United States Senator from Connecticut
- In office March 4, 1819 – March 3, 1825
- Preceded by: David Daggett
- Succeeded by: Calvin Willey

Personal details
- Born: June 14, 1767 Norwich, Connecticut
- Died: August 7, 1841 (aged 74) Norwich, Connecticut, U.S.
- Party: Democratic-Republican, Crawford Republican
- Spouses: ; Marian Griswold Chandler ​ ​(m. 1794; died 1817)​ ; Mary Judith Gall Benjamin ​ ​(m. 1826)​
- Relations: Charles Lanman (grandson)
- Children: 12, including Charles
- Alma mater: Yale College
- Profession: Lawyer

= James Lanman =

American politician (1767–1841)

James Lanman (June 14, 1767 – August 7, 1841) was an American lawyer and politician from Connecticut who served in the United States Senate from 1819 to 1825. He was a cousin of Presidents John Adams and John Quincy Adams.

==Early life==
James Lanman was the eldest of the seven children of shipping magnate Peter Lanman of Norwich, Connecticut and Sarah Spaulding ( Coit) Lanman. The first of many generations of Lanmans who attended what is now known as Yale University, James Lanman pursued classical studies, debated as a member of Brothers in Unity and graduated Phi Beta Kappa from Yale College in 1788.

When his father died in 1804, James inherited and moved into his childhood home, the now historic "Peter Lanman House" on Main Street, for the rest of his life. A nearby tavern (now the Norwich Savings Society) at "Peter Lanman's Corner", at Main and Broadway in Norwich, is of interest because George Washington stayed there in 1775.

==Career==
Lanman studied law and was admitted to the bar in 1791, beginning his practice in his hometown of Norwich "where he acquired great local distinction for his eloquence and general ability". We get an interesting glimpse of James Lanman as a young man of 20 through the diary of John Quincy Adams, who was two years his senior and rode with him on a stage from Boston to Providence on September 8, 1789: "I had two companions; one a Mr. Wright from North Carolina, and the other a young man from Connecticut by the name of Lanman. We were tolerably sociable. Lanman sung a number of songs of his own accord, and sung very well. But, upon being requested by Mr. Wright to continue, he altogether denied that he could sing at all."

_____

* _Exercise description_: Can you write the next part of the James Lanman biography, picking up after its last sentence? The data that follows has no connection to the James Lanman biography.

* _Source data_:
_____

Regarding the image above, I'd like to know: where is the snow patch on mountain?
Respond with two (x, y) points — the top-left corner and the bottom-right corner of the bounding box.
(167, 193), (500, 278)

_____

* _The answer_:
===Public office===
He was elected to the State house of representatives in 1817, as a delegate to the State constitutional convention in 1818, then to the State senate in 1819. Lanman was elected to the United States Senate as a Democratic-Republican (later Crawford Republican) and served from March 4, 1819, to March 3, 1825. As a Senator he chaired the Committee to Audit and Control the Contingent Expenses (Seventeenth Congress), The Committee on Engrossed Bills (Seventeenth and Eighteenth Congresses), and the Committee on Post Office and Post Roads (Eighteenth Congress). Lanman was a judge of the State superior and supreme courts from 1826 to 1829 and the mayor of Norwich from 1831 to 1834 (to which his son Charles succeeded in 1838).

Lanman was known as the last Senator to wear a powdered wig, ruffled shirts and knee breeches. His grandson, Charles Lanman, private secretary to Daniel Webster, said that, "My grandfather, James Lanman, voted with the South on the Missouri Compromise and was burned in effigy in his native town, Norwich, but his broad patriotism won from him the warmest friendship of Henry Clay and Thomas H. Benton."

===Notable orations===
Lanman published a notable Fourth of July address to the citizens of Norwich on the 22nd anniversary of United States independence in 1798. While Mayor of Norwich, Lanman gave a speech commemorating the centennial anniversary of George Washington's birthday on March 1, 1832 entitled "A Discourse, Addressed to the Citizens of Norwich", which reviews Washington's military and civic contributions to the founding of the United States.

==Personal life==
On May 18, 1794, Lanman was married to Marian Griswold Chandler (1774–1817), a daughter of the late Charles Church Chandler and Marian Griswold (a daughter of Governor Matthew Griswold). After her father's death, her mother remarried twice and among her half-siblings were Chief Justice Ebenezer Lane. Together, they had four sons and eight daughters, including:

- Charles James Lanman (1795–1870), who married Marie Jeanne Guie in 1819.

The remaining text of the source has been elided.